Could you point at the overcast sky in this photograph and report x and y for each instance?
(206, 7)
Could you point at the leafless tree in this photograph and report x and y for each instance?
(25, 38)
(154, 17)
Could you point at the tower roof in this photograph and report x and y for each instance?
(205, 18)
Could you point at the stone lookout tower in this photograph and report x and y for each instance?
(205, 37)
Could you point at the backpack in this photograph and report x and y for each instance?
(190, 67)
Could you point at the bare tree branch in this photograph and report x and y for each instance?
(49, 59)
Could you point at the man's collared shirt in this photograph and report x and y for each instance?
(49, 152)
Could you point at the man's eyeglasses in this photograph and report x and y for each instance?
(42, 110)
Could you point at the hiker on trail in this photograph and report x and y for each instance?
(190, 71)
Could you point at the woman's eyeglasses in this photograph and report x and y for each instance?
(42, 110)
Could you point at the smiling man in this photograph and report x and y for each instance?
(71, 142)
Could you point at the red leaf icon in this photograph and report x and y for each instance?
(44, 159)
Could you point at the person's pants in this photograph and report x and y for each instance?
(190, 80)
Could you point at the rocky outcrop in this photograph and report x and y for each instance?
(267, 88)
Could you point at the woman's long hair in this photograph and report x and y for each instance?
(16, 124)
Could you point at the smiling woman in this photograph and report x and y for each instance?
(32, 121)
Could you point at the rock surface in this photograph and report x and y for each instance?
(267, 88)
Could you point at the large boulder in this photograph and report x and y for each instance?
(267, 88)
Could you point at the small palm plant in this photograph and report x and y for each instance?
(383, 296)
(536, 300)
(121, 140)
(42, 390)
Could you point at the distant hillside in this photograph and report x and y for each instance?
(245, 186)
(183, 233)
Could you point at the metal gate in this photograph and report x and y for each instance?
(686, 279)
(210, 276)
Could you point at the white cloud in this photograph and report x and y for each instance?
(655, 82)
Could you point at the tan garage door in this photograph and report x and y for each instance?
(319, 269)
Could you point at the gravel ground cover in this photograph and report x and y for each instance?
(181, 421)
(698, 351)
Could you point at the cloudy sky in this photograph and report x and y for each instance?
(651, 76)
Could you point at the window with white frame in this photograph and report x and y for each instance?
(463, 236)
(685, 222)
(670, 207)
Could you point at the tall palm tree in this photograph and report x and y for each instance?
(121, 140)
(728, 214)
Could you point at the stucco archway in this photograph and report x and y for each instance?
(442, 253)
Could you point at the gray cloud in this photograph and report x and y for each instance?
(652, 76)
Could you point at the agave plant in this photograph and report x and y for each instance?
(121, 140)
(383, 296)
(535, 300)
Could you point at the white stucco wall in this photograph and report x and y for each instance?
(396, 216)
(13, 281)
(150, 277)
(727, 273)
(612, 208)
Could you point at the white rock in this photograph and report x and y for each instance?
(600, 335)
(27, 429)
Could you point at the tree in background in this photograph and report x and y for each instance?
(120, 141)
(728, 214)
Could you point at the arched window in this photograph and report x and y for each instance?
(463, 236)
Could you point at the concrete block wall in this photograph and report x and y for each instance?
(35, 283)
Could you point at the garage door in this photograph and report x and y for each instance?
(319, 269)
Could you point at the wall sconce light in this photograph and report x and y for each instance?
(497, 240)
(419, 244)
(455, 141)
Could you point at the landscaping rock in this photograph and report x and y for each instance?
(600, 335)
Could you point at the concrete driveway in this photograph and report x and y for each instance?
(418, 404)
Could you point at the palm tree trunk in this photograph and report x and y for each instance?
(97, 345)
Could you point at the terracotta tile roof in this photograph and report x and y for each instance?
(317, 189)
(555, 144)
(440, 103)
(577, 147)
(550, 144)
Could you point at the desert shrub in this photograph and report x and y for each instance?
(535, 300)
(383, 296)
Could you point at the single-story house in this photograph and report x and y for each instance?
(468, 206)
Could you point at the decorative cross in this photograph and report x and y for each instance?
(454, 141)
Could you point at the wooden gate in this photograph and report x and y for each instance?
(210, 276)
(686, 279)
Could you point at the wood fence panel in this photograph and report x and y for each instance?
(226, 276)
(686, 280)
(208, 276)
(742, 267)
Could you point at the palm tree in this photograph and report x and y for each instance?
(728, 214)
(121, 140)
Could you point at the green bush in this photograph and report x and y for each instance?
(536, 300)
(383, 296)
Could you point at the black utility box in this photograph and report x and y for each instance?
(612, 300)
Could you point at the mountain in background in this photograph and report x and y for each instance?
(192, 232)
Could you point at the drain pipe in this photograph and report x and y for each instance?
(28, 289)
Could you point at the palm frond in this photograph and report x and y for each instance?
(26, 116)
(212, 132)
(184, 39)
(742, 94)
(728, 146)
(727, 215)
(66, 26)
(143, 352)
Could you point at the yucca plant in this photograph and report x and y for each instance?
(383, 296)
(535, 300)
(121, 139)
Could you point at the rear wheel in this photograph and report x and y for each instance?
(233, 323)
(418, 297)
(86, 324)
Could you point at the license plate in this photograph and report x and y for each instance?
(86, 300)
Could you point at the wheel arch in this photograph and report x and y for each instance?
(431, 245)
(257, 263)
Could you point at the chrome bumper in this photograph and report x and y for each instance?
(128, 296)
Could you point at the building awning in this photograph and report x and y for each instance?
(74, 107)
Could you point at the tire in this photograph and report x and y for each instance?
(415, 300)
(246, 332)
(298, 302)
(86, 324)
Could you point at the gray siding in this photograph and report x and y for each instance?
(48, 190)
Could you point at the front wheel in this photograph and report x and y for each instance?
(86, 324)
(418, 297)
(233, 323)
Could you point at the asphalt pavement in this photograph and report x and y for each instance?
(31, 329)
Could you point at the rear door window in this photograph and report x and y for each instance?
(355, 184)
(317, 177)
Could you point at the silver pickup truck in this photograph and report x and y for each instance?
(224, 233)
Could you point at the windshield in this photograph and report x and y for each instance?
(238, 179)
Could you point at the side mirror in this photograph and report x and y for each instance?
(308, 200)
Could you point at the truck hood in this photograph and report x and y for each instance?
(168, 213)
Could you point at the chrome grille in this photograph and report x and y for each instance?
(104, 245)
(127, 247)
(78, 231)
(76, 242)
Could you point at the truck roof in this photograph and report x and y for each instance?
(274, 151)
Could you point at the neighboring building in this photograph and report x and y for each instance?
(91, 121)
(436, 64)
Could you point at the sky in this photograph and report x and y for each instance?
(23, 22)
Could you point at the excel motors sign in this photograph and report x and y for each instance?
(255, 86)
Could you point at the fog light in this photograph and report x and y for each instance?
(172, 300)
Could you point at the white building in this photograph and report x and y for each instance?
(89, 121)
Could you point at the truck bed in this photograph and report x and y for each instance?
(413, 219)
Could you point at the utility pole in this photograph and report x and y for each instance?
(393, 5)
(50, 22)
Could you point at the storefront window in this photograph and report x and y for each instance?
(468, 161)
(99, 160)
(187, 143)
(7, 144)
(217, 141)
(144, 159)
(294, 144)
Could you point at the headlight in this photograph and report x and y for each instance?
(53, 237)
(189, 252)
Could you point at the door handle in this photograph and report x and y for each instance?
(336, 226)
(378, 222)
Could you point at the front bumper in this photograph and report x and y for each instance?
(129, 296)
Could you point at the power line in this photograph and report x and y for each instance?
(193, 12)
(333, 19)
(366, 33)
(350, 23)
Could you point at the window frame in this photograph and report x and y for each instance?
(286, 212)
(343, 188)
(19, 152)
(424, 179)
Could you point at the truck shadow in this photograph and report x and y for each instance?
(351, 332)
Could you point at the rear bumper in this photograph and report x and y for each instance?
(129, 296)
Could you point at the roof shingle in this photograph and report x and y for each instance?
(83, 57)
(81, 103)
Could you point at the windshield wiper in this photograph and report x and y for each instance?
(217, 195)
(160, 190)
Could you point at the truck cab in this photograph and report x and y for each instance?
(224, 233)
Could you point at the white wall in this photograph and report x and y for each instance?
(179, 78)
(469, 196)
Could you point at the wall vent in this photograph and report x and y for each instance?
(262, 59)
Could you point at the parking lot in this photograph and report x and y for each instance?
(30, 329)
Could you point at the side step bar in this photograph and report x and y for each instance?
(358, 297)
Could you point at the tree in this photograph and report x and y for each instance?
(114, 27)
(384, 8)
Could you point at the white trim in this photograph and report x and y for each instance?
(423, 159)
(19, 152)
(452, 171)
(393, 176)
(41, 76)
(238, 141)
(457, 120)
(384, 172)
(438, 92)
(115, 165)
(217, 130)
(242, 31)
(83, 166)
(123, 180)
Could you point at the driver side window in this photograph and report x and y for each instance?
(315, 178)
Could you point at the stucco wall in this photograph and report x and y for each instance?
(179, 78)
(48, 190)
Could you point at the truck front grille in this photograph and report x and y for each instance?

+===+

[WHAT YOU NEED TO DO]
The lines to reproduce run from the line containing "Could you point at the door" to the end of the listing; write them out exactly and add nothing.

[SOLUTION TO THIS TASK]
Could you point at the door handle in this photograph and report x and y for each instance?
(336, 226)
(378, 222)
Could you point at the front bumper in this photograph and report x and y for each instance?
(129, 296)
Could you point at the power line in this photograph and report x and y for each instance?
(193, 12)
(333, 19)
(366, 33)
(350, 23)
Could you point at the window frame in this photograph and report x and y for each instance?
(286, 212)
(343, 188)
(19, 152)
(424, 179)
Could you point at the truck shadow in this photograph and report x and y for each instance?
(351, 332)
Could you point at the rear bumper in this photograph and report x and y for each instance?
(129, 296)
Could you point at the roof shingle in this photograph and report x and y for each instance?
(83, 57)
(81, 103)
Could you point at the windshield wiper in this photograph and report x and y for each instance?
(217, 195)
(160, 190)
Could you point at the truck cab in this photograph and report x and y for each instance?
(224, 233)
Could you point at the white wall in this photograph and report x and y for each instance?
(179, 78)
(469, 196)
Could you point at the wall vent in this photograph and report x and y for each instance?
(262, 59)
Could you point at the parking lot in this photograph and report x and y for each instance?
(30, 329)
Could you point at the side step bar in this photograph and report x and y for each instance?
(358, 297)
Could you point at the tree in this photograph and report x and y for each instance?
(114, 27)
(384, 8)
Could you point at the white trim in this photograph and report x and y for each instance?
(423, 159)
(19, 152)
(452, 171)
(393, 176)
(41, 76)
(238, 141)
(457, 120)
(384, 172)
(438, 92)
(115, 165)
(217, 130)
(242, 31)
(83, 166)
(123, 180)
Could you point at the driver side window in this photograph and report x and y for each instance?
(315, 178)
Could you point at the stucco wall in this photograph and report x and y for each instance?
(179, 78)
(48, 190)
Could you point at the truck front grille in this photograph and report x and y for each instance?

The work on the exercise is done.